##### Ausgewählter Textauszug #####

BDS ist offensichtlich antisemitisch

Diese Zeilen machen den kaum erträglichen Euphemismus der EKD deutlich, wenn es um BDS geht. So hält die Kirche es für richtig, dass der „internationale Aufruf“ von „palästinensischen Parteien“ unterstützt wird. Suggeriert wird mit dieser Formulierung jedoch, dass es sich um demokratische Organisationen wie die FDP oder die SPD handelt. Doch den „Aufruf“ unterstützt unter anderem die Hamas, eine Terrororganisation, die maßgeblich für Blutvergießen, aber auch für das Knechten des „palästinensischen Volk“ verantwortlich ist. Wobei die deutschen Sozialdemokraten seit jeher eine enge Beziehung mit der Fatah pflegen. So betonte einst Andrea Nahles „gemeinsame Ziele und Werte“ mit der extremistischen Bewegung.

##### Bereitgestellte Daten #####

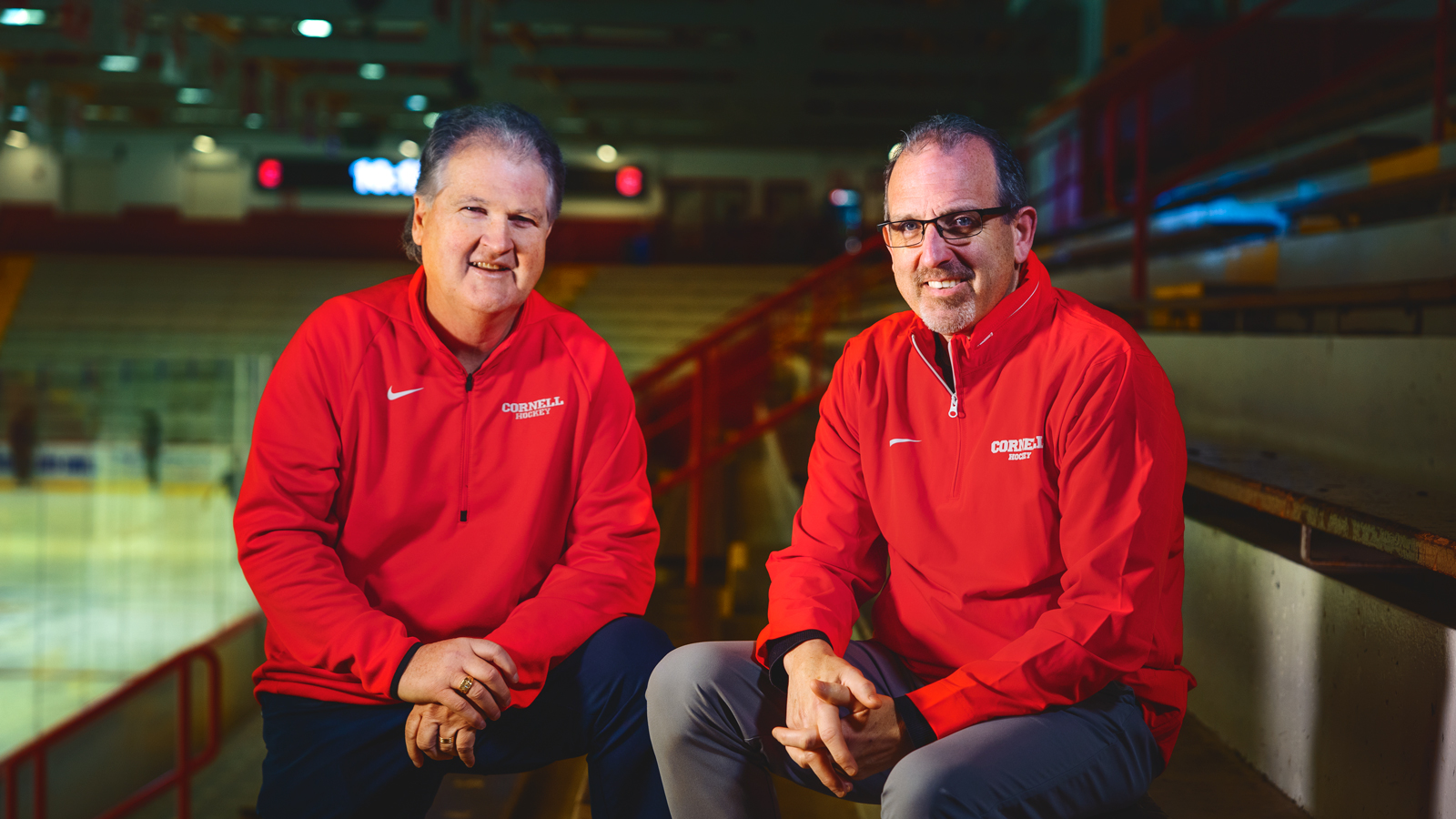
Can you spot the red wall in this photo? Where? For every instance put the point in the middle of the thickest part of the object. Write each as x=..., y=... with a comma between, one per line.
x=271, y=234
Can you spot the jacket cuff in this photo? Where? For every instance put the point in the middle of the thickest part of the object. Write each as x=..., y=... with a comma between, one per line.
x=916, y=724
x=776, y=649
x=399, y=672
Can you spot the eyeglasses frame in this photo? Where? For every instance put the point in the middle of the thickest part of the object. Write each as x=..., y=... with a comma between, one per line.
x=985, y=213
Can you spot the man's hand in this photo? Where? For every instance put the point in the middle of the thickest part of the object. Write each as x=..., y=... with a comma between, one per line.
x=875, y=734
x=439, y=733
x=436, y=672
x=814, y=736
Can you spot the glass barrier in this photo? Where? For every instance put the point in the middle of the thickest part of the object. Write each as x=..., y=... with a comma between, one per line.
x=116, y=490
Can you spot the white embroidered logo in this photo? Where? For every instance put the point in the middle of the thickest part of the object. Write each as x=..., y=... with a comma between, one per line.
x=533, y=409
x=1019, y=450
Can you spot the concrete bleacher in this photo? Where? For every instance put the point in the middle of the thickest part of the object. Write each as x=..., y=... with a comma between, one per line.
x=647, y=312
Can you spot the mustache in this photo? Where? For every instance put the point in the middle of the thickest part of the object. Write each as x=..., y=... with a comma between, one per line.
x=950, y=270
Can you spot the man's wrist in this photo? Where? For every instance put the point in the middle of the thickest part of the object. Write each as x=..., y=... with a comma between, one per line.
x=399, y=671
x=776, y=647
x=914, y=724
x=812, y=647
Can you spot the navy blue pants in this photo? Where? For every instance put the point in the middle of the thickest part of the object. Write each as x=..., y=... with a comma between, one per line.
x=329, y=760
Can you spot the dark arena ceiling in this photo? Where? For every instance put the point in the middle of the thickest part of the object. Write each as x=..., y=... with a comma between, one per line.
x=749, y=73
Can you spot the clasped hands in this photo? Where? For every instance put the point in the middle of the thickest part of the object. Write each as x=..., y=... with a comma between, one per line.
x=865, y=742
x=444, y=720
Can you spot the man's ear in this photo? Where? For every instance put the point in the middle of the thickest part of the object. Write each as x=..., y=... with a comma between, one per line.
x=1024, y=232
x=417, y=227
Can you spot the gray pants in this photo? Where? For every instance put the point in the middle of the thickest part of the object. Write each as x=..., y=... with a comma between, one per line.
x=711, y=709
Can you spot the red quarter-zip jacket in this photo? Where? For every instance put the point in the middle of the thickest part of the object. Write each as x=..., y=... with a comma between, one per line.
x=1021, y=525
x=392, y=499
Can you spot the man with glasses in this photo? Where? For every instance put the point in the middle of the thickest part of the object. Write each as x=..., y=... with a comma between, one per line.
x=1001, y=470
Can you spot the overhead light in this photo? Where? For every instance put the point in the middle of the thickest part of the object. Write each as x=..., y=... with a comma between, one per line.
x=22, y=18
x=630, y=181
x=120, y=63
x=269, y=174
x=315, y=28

#####

Aufgabe A: Fasse den Textauszug in zwei Sätzen zusammen.
Aufgabe B:
Beantworte anhand des Textauszugs die folgenden Fragen, jede Antwort in eine eigene Zeile und gleich markiert:
(i) Welche beiden Parteien nennt der Textauszug als Beispiele für demokratische Organisationen?
(ii) Welche Terrororganisation unterstützt den „Aufruf“ laut Textauszug unter anderem?
(iii) Zu welcher Bewegung pflegen die deutschen Sozialdemokraten laut Textauszug eine enge Beziehung?
Aufgabe C: Gib aus dem Textauszug die Passage wörtlich wieder, die mit den Worten „BDS ist offensichtlich“ beginnt und nach „der extremistischen Bewegung.“ endet.

Ausgabe A: Der Textauszug nennt die Sprache der EKD zu BDS einen kaum erträglichen Euphemismus: Die Formulierung „palästinensische Parteien“ lasse an demokratische Organisationen wie FDP oder SPD denken, obwohl unter anderem die Terrororganisation Hamas den Aufruf unterstütze. Außerdem heißt es, die deutschen Sozialdemokraten pflegten seit jeher eine enge Beziehung zur Fatah, und Andrea Nahles habe einst „gemeinsame Ziele und Werte“ mit dieser extremistischen Bewegung betont.

Ausgabe B:
(i) Die FDP und die SPD.
(ii) Die Hamas.
(iii) Zur Fatah.

Ausgabe C:
BDS ist offensichtlich antisemitisch

Diese Zeilen machen den kaum erträglichen Euphemismus der EKD deutlich, wenn es um BDS geht. So hält die Kirche es für richtig, dass der „internationale Aufruf“ von „palästinensischen Parteien“ unterstützt wird. Suggeriert wird mit dieser Formulierung jedoch, dass es sich um demokratische Organisationen wie die FDP oder die SPD handelt. Doch den „Aufruf“ unterstützt unter anderem die Hamas, eine Terrororganisation, die maßgeblich für Blutvergießen, aber auch für das Knechten des „palästinensischen Volk“ verantwortlich ist. Wobei die deutschen Sozialdemokraten seit jeher eine enge Beziehung mit der Fatah pflegen. So betonte einst Andrea Nahles „gemeinsame Ziele und Werte“ mit der extremistischen Bewegung.